===== INFORMATION SHOWN

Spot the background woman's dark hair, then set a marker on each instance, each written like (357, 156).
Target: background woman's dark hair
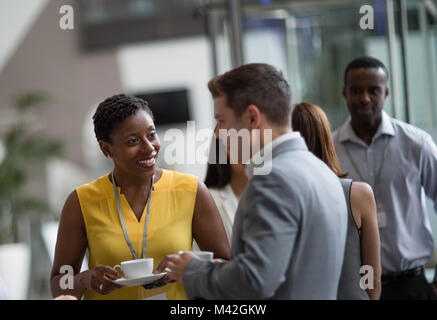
(218, 175)
(313, 124)
(113, 111)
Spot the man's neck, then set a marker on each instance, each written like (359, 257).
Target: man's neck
(238, 179)
(365, 131)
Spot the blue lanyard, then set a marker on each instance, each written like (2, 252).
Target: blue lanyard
(123, 225)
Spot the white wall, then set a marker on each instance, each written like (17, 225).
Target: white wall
(16, 18)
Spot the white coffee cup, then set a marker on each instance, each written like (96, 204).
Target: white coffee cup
(204, 255)
(136, 268)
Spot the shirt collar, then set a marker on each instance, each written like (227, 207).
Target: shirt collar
(267, 151)
(385, 128)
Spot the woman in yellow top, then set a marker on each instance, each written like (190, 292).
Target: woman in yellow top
(164, 207)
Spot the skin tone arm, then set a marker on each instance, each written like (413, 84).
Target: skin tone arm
(208, 229)
(70, 250)
(364, 212)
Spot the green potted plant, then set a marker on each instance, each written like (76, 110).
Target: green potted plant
(24, 147)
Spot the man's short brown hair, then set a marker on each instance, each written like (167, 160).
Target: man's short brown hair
(258, 84)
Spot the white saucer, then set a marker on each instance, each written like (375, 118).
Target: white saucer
(133, 282)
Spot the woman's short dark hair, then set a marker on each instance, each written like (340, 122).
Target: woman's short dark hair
(364, 62)
(313, 124)
(259, 84)
(113, 111)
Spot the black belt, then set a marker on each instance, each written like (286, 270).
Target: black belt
(407, 274)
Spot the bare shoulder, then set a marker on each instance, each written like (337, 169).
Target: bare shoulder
(362, 198)
(72, 212)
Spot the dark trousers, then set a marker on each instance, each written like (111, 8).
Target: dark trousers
(416, 288)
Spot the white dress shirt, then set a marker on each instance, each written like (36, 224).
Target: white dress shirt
(400, 163)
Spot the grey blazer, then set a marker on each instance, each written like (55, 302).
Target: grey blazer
(288, 237)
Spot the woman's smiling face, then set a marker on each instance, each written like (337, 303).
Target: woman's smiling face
(134, 145)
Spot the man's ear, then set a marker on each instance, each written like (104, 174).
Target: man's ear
(106, 148)
(254, 116)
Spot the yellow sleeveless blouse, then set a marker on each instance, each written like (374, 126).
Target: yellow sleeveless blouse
(169, 230)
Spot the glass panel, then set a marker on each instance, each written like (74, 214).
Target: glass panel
(422, 58)
(312, 42)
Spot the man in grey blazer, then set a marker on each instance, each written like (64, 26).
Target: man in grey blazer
(290, 227)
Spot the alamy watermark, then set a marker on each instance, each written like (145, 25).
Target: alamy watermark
(237, 146)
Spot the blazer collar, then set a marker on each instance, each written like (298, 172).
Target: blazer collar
(288, 142)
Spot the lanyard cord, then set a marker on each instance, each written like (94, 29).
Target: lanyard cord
(123, 225)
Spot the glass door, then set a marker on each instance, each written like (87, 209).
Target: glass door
(312, 42)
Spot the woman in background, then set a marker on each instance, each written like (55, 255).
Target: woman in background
(226, 183)
(362, 242)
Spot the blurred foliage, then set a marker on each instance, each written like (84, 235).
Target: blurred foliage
(24, 148)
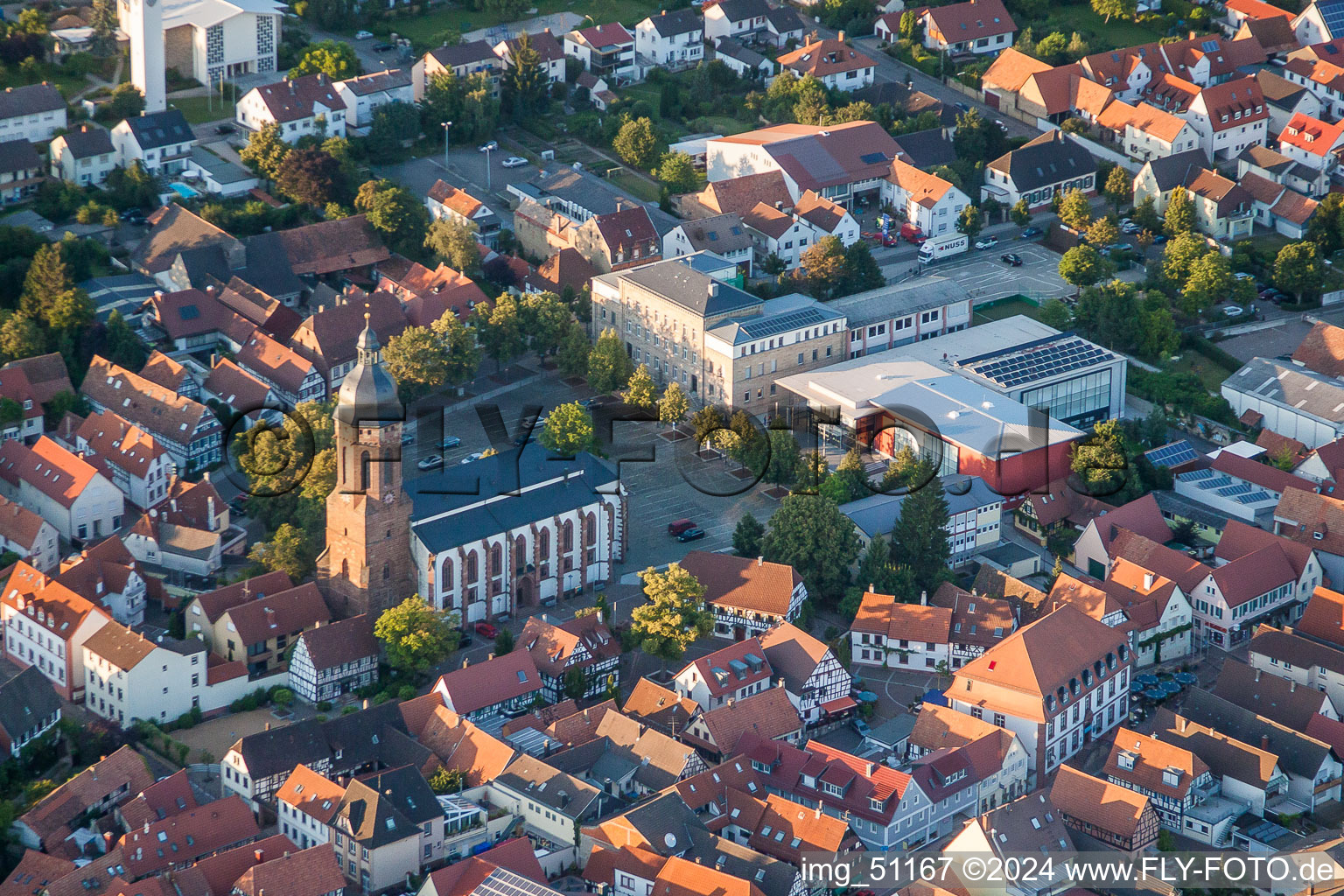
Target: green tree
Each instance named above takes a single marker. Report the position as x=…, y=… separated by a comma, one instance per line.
x=609, y=366
x=499, y=329
x=1083, y=266
x=124, y=346
x=641, y=393
x=1298, y=270
x=674, y=404
x=920, y=539
x=416, y=635
x=1120, y=188
x=456, y=243
x=970, y=222
x=526, y=83
x=574, y=351
x=1100, y=461
x=1074, y=210
x=1180, y=214
x=746, y=536
x=286, y=551
x=310, y=176
x=569, y=430
x=1055, y=313
x=637, y=143
x=336, y=60
x=675, y=615
x=1108, y=8
x=809, y=534
x=458, y=344
x=265, y=150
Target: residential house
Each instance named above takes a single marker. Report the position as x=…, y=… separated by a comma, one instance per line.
x=20, y=170
x=388, y=828
x=1092, y=673
x=333, y=660
x=484, y=690
x=305, y=107
x=606, y=52
x=463, y=207
x=814, y=677
x=62, y=488
x=669, y=40
x=46, y=625
x=976, y=25
x=582, y=647
x=463, y=60
x=186, y=429
x=92, y=793
x=365, y=94
x=130, y=677
x=746, y=597
x=550, y=802
x=29, y=708
x=729, y=673
x=127, y=456
x=34, y=113
x=29, y=535
x=1316, y=147
x=1046, y=165
x=852, y=158
x=551, y=54
x=1113, y=815
x=832, y=62
x=160, y=141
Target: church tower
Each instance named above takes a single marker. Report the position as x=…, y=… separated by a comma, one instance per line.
x=143, y=20
x=366, y=566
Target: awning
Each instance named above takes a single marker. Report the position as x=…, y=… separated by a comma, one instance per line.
x=840, y=704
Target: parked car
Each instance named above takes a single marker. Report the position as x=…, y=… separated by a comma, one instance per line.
x=677, y=527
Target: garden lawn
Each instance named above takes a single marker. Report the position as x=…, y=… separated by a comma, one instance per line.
x=1100, y=34
x=423, y=29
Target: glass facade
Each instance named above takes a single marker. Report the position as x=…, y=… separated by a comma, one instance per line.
x=1078, y=402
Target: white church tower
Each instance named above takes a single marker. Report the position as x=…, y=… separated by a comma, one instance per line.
x=143, y=20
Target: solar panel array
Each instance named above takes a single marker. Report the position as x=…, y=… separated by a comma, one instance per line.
x=1050, y=359
x=1172, y=454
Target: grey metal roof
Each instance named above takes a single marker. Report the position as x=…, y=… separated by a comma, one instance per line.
x=879, y=514
x=443, y=514
x=690, y=289
x=1293, y=387
x=887, y=303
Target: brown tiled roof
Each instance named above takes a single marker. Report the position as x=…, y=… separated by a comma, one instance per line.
x=1098, y=802
x=769, y=715
x=285, y=612
x=744, y=584
x=1268, y=695
x=213, y=604
x=34, y=872
x=1152, y=758
x=1324, y=617
x=52, y=818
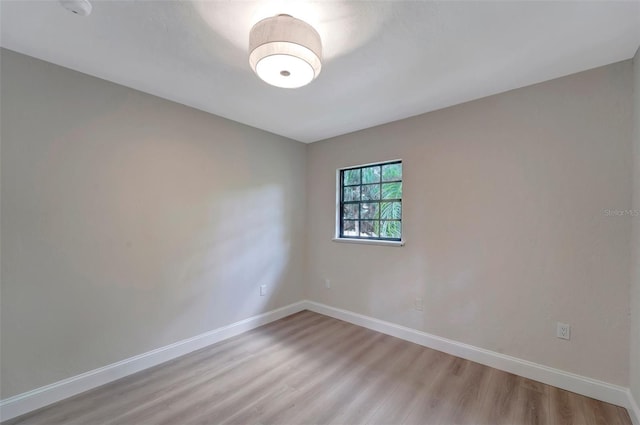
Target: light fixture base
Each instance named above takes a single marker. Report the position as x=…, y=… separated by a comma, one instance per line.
x=285, y=51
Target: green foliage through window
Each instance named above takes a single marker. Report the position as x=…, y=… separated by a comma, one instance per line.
x=371, y=202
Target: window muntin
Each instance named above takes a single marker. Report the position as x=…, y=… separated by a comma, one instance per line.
x=371, y=202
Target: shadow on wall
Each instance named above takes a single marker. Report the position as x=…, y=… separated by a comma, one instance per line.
x=246, y=247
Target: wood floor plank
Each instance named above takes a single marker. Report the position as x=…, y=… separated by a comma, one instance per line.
x=309, y=368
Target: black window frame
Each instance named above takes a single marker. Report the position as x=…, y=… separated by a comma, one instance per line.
x=360, y=201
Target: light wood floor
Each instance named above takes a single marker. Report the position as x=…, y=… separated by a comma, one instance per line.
x=309, y=368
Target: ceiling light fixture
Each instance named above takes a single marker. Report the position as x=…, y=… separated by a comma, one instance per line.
x=285, y=51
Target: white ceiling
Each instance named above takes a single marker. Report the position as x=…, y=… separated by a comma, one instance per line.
x=383, y=61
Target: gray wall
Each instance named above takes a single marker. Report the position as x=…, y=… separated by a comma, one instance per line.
x=505, y=224
x=130, y=222
x=635, y=244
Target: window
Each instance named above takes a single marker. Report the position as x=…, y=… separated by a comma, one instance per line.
x=370, y=206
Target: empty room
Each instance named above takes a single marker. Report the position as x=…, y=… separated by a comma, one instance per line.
x=319, y=212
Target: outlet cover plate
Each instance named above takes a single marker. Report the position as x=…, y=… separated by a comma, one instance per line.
x=563, y=331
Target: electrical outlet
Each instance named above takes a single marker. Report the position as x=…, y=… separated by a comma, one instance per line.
x=563, y=331
x=417, y=304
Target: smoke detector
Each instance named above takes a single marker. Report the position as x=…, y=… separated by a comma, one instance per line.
x=78, y=7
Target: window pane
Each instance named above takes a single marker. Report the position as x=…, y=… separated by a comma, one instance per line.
x=350, y=228
x=371, y=174
x=391, y=172
x=370, y=192
x=370, y=228
x=392, y=190
x=351, y=193
x=391, y=210
x=390, y=229
x=369, y=211
x=350, y=211
x=351, y=177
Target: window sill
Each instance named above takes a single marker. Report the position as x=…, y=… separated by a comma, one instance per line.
x=369, y=242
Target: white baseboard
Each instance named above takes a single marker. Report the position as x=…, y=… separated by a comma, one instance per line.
x=633, y=409
x=593, y=388
x=43, y=396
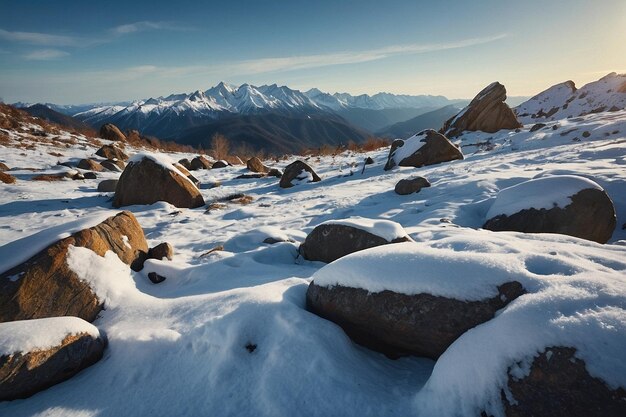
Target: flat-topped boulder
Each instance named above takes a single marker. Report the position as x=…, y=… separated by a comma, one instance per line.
x=36, y=354
x=428, y=147
x=297, y=172
x=149, y=178
x=564, y=204
x=43, y=285
x=111, y=132
x=487, y=112
x=334, y=239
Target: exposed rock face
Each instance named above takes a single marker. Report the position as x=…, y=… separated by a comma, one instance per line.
x=112, y=152
x=113, y=165
x=297, y=170
x=329, y=242
x=47, y=287
x=199, y=162
x=160, y=251
x=254, y=164
x=487, y=112
x=111, y=132
x=591, y=216
x=24, y=374
x=146, y=182
x=399, y=324
x=559, y=385
x=411, y=185
x=7, y=178
x=434, y=148
x=90, y=165
x=107, y=186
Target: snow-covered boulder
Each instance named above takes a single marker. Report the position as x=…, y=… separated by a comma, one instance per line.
x=254, y=164
x=411, y=185
x=297, y=172
x=487, y=112
x=199, y=162
x=402, y=299
x=112, y=152
x=36, y=354
x=425, y=148
x=149, y=178
x=111, y=132
x=36, y=281
x=564, y=204
x=334, y=239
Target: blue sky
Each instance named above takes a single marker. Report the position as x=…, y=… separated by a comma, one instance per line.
x=83, y=51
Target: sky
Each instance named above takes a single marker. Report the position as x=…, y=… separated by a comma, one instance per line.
x=72, y=52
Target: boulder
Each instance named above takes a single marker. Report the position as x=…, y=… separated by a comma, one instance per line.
x=411, y=185
x=589, y=213
x=47, y=287
x=23, y=374
x=487, y=112
x=220, y=164
x=331, y=241
x=399, y=324
x=559, y=385
x=199, y=162
x=111, y=132
x=113, y=165
x=297, y=171
x=254, y=164
x=146, y=182
x=90, y=165
x=112, y=152
x=7, y=178
x=107, y=186
x=425, y=148
x=160, y=251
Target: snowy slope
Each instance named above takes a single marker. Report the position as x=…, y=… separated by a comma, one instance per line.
x=228, y=334
x=564, y=100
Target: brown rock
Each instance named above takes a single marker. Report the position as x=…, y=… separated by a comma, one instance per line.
x=411, y=185
x=113, y=165
x=436, y=149
x=90, y=165
x=399, y=324
x=254, y=164
x=487, y=112
x=7, y=178
x=47, y=287
x=107, y=186
x=591, y=216
x=559, y=385
x=112, y=152
x=297, y=171
x=329, y=242
x=146, y=182
x=160, y=251
x=24, y=374
x=111, y=132
x=199, y=162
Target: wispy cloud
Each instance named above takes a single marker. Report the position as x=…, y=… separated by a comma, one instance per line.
x=45, y=54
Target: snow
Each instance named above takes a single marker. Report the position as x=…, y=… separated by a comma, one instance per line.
x=195, y=326
x=386, y=229
x=24, y=336
x=410, y=146
x=540, y=193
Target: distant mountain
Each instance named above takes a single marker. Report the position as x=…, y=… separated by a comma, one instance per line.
x=68, y=122
x=276, y=133
x=431, y=120
x=565, y=100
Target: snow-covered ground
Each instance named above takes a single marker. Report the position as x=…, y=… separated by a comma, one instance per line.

==========

▶ _PROBLEM DETAILS_:
Which of the lines above carry the string "boulder"? Pick them out and copy them.

▶ _RESULT OF THE EXERCISE_:
Target: flat-topped boulder
Target: snow-covered boulder
Target: boulder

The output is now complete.